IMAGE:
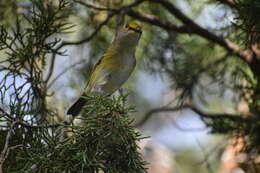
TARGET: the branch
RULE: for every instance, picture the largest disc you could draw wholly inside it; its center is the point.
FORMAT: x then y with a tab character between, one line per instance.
5	151
25	124
196	29
154	20
189	26
233	117
229	3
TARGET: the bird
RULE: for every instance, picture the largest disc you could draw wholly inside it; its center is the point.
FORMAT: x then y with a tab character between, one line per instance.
114	67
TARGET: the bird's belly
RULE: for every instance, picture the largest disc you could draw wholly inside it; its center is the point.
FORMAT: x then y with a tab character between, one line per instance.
117	79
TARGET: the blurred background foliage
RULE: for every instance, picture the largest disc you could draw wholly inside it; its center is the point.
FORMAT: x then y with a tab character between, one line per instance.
173	68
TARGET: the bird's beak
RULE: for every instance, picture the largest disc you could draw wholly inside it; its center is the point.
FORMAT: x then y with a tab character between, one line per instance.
138	30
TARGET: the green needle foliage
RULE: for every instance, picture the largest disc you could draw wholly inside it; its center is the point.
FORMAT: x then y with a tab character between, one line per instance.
248	20
106	143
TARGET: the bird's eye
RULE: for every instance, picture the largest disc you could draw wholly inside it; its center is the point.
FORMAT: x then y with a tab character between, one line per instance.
127	26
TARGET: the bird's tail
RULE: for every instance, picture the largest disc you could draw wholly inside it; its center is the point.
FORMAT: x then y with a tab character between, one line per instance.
75	109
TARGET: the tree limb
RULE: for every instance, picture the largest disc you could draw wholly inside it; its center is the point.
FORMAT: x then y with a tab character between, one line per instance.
229	3
232	117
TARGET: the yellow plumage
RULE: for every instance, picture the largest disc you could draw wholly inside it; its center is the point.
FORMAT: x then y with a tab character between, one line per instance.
115	66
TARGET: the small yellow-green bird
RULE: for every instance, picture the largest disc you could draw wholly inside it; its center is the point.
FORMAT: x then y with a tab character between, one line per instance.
115	66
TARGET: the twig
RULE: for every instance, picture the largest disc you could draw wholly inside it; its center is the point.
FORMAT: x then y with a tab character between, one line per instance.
230	3
5	151
24	124
202	114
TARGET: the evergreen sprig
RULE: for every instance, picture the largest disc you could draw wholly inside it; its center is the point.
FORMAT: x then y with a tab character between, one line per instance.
248	20
107	143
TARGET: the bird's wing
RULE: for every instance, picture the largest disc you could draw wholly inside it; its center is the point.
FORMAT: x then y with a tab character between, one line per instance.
99	77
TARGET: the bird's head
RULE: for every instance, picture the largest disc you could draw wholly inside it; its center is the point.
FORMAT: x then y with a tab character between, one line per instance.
129	33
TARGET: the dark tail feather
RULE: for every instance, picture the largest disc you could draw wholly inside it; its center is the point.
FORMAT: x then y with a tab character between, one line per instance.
76	107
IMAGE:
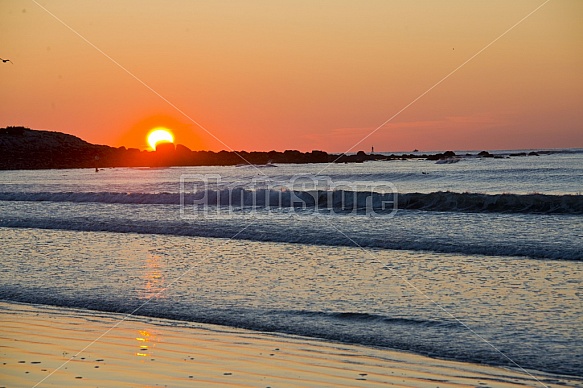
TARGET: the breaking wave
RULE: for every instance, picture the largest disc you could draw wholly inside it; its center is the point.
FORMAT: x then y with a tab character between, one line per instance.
323	200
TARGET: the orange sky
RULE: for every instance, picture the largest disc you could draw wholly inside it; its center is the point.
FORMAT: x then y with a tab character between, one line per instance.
263	75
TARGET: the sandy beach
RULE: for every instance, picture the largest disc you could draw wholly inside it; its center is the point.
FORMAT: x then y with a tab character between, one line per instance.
55	347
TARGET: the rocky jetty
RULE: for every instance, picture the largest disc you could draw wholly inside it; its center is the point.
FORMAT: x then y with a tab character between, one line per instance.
24	148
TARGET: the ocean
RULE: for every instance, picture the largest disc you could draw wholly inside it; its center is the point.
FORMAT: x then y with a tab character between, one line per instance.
479	260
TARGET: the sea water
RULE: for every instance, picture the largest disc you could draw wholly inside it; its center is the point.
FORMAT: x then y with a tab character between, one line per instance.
501	285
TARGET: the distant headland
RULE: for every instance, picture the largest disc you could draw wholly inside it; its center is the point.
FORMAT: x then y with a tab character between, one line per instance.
23	148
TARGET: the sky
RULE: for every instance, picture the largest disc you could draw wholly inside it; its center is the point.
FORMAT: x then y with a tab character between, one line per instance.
338	76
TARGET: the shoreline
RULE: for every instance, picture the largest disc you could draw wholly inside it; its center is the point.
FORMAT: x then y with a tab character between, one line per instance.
49	346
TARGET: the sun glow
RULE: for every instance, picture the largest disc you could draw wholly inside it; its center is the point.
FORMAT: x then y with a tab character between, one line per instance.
159	135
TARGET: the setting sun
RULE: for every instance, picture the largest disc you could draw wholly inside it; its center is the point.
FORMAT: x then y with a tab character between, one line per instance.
159	135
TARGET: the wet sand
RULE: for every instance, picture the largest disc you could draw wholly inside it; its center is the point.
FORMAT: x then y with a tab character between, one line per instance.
57	347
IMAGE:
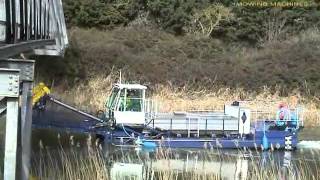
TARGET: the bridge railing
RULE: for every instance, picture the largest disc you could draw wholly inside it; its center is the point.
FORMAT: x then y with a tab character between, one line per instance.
40	24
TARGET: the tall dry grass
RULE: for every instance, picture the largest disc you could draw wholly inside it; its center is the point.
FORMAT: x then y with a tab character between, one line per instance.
92	95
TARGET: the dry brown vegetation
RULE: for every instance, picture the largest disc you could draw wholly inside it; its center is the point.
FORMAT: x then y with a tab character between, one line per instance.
186	72
92	97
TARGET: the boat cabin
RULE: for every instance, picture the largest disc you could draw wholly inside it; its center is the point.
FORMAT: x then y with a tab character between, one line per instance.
126	104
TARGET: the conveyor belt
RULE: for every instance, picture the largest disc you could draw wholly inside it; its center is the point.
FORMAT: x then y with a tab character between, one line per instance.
57	115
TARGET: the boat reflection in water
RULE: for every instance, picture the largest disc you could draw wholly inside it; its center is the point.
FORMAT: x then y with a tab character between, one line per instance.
184	164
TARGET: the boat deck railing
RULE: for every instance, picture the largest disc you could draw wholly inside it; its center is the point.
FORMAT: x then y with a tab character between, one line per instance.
194	123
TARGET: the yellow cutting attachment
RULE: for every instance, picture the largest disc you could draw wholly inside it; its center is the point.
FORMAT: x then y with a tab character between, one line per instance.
38	92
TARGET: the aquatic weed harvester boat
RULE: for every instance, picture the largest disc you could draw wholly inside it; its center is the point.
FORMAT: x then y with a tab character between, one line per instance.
130	119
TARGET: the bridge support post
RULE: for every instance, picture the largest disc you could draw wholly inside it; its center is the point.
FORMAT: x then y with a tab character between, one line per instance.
24	123
9	90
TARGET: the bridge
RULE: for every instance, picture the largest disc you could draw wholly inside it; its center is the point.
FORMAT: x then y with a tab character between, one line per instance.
27	27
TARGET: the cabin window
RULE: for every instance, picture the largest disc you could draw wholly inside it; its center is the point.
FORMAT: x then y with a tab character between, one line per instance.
131	100
113	98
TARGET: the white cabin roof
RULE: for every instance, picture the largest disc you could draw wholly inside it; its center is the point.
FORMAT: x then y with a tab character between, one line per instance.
130	86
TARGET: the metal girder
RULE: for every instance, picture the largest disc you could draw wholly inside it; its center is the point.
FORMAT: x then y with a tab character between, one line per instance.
9	82
26	67
26	125
10	150
14	49
3	105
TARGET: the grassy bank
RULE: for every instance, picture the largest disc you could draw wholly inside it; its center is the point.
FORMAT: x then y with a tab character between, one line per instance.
92	97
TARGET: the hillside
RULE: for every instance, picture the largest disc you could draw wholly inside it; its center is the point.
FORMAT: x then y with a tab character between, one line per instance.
154	57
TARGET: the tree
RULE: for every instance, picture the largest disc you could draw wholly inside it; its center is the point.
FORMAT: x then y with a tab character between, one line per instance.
206	20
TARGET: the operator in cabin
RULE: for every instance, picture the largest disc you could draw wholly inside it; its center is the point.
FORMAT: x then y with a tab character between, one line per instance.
131	102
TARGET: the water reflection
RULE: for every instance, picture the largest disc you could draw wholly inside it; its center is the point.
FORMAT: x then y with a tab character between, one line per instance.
136	163
227	165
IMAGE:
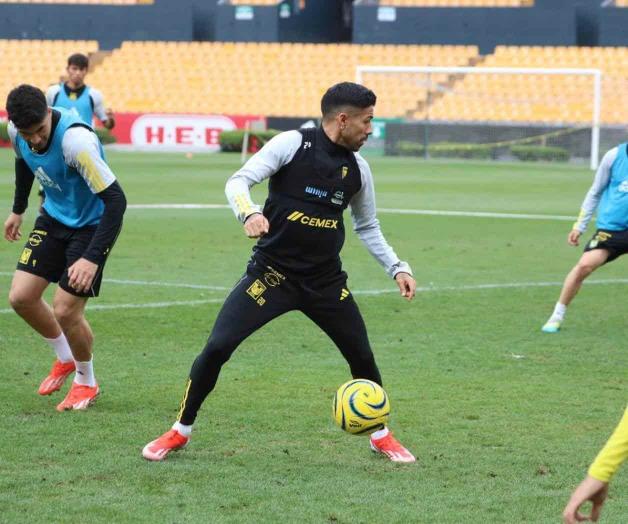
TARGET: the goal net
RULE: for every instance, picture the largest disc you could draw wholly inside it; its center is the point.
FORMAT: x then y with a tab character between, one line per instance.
487	113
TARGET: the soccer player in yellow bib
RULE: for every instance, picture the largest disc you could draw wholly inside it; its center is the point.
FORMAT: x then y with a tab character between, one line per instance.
594	487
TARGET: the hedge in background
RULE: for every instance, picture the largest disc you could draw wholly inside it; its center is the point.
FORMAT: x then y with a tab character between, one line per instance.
232	140
536	153
444	150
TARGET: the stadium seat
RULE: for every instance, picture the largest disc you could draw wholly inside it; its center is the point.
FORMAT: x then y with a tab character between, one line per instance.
538	98
260	78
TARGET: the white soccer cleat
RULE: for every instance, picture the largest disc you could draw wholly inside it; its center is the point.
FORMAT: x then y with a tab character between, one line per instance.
552	325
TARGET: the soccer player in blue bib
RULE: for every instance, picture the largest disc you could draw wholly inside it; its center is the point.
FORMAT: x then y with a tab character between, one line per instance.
69	244
83	100
609	195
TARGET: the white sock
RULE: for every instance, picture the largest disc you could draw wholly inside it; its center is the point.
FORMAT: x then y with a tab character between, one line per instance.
559	310
61	348
85	373
380	434
186	431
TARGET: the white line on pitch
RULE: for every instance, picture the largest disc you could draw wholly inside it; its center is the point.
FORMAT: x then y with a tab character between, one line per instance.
463	287
165	284
471	287
148	305
430	212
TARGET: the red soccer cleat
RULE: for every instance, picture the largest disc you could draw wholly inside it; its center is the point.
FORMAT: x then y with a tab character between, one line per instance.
159	448
390	447
79	397
55	379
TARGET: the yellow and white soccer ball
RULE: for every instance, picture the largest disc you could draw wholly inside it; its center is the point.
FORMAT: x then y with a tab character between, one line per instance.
361	406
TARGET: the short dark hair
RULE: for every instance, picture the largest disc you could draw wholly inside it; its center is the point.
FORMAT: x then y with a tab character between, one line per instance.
79	60
26	106
346	94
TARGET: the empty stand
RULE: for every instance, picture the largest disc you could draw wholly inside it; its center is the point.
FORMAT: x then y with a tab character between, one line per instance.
257	78
547	99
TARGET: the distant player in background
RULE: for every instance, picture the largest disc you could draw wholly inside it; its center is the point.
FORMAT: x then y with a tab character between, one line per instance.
594	487
609	195
81	99
72	93
314	175
69	244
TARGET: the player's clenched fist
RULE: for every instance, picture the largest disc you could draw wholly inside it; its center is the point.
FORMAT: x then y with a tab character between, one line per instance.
256	225
574	236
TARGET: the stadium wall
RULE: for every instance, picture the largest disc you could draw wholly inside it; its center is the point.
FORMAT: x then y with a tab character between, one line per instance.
109	24
484	27
613	26
318	21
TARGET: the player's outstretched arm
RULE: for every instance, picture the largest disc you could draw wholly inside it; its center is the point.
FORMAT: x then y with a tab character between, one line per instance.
573	239
407	285
110	122
256	225
590	489
12	225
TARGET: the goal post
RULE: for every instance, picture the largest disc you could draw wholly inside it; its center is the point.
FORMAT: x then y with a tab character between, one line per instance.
440	85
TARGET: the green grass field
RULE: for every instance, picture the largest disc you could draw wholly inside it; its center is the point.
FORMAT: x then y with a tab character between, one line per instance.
504	419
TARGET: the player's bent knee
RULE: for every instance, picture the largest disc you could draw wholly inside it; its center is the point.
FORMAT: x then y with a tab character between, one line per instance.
67	315
19	300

**Task details:** Repeat only the stretch of lines that opens with the line containing "TARGET: the player's clenched fist" and closes with the final line of the entries, both included, exactly as written.

**Task response:**
TARGET: the player's clenched fist
RULE: for every instance, picture the largest disc you could draw wholly inside it; its center is the point.
FORMAT: x then y with a tab character between, one line per instance.
256	225
574	236
TARGET: the stadium wall
RULE: for every instance, picture the largest disc you could draw wholly inside it; its center is the point.
FORMAT: x then y with a tab character between, one line per instance.
109	24
484	27
613	26
318	21
TARGET: the player's outstretched arm
RULE: for every instance, picture the largest disc you could draw wholly inside it; its center is the point.
FORMAT: x then y with a tab character between, one line per instance.
573	239
407	285
110	122
256	225
590	489
12	225
TARGET: the goal post
RULE: for every instance, picture the largest disc you could draw wholly inside it; its center is the point.
FORMAT: x then y with a tab character between, one line per instance.
440	85
TARGET: the green grass field
RULE: for every instance, picture the largest disc you could draw wholly inside it; its center is the point.
FORMAT: x then y with a tab character between, one line per instance.
504	419
TARGET: the player's bent knee
RULE: for every instance, picture the largest disc you could draw wholly inside it; its center is the point.
FORMAT: x then y with a tab character between, one line per instance.
67	315
19	300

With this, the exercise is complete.